## SUPPLIED TEXT
While puppies are much more likely to get hiccups than your adult dog, the reasons for the hiccups are typically the same. Just as they are in humans, hiccups are involuntary spasms of the diaphragm. There are a number of issues that can be responsible for the hiccups, but in the majority of situations a simple case of the hiccups is a benign issue and cause for alarm.
What’s Happening Physically?
If an animal has a diaphragm then it is bound to get hiccups at one point or another. The diaphragm will contract in a spasm and pull air inside. The glottis, which is defined as the part of the larynx that is both the vocal cords and the space between the vocal cords, closes off suddenly, resulting in the familiar “hic” sound in most animals. Humans will certainly make the “hic” sound, and so will dogs. Cats however will typically not make much noise when they hiccup, and horses are known to make a “thumping” sound when they hiccup. This is thought to be as a result of the vocal cords being so different between these mammals.
The Causes of Dog Hiccups
It is a very common occurrence for a puppy or a young dog to get the hiccups as often as three times a day. Puppies are even known to get hiccups inside of the womb, which can be quite comical to watch as their mother’s belly bounces. As a general rule, the puppies outgrow their hiccup habit by the time that they are around 18 months old.

## EXERCISES
**1)** From the dog hiccups passage, list each kind of animal whose hiccup sound is described, along with the sound it makes.
**2)** Answer these questions from the dog hiccups passage:
(a) How does it define hiccups?
(b) How often can a puppy or young dog get the hiccups?
(c) At around what age do puppies generally outgrow their hiccup habit?
Rely only on the text to answer.

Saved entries
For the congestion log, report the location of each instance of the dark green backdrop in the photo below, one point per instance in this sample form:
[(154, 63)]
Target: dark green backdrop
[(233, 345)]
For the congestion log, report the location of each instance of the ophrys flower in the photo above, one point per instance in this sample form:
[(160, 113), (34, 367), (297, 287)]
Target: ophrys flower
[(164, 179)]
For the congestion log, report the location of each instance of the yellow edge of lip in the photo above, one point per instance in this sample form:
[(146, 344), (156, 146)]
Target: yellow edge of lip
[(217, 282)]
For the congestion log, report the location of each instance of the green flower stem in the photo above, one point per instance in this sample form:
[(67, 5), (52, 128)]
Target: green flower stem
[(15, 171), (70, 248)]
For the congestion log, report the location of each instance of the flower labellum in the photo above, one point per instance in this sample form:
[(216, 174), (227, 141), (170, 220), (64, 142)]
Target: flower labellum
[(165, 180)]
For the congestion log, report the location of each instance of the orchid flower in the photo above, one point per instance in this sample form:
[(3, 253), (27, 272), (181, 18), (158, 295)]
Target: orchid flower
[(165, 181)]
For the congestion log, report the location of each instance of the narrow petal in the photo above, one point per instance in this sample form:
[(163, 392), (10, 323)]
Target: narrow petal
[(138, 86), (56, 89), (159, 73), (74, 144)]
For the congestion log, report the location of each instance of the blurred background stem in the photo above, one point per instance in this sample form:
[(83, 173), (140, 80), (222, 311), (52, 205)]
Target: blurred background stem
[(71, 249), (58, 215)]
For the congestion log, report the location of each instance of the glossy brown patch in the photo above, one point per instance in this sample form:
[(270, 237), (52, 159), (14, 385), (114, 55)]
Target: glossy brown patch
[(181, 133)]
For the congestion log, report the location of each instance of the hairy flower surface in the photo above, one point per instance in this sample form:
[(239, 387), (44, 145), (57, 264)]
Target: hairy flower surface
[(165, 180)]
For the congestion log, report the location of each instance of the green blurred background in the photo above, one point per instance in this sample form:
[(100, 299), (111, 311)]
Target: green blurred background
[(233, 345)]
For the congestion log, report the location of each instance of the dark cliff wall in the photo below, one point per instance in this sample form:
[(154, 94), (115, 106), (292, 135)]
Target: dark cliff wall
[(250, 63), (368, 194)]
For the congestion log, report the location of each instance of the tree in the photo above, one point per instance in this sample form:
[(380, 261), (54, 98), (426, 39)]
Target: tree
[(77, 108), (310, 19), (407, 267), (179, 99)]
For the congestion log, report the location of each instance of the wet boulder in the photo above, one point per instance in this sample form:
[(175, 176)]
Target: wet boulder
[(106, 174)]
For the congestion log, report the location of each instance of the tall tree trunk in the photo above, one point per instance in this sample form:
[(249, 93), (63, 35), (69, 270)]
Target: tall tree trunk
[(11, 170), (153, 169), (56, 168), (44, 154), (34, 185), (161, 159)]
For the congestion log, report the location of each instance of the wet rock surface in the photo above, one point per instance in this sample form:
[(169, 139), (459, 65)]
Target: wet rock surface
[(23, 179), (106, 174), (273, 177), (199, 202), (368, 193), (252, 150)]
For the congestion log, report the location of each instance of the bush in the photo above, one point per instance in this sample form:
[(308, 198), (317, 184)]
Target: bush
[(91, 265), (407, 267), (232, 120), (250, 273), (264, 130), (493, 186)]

## ANSWER SET
**1)**
Humans: the "hic" sound
Dogs: the "hic" sound
Cats: typically not much noise
Horses: a "thumping" sound

**2)**
(a) Involuntary spasms of the diaphragm.
(b) As often as three times a day.
(c) Around 18 months old.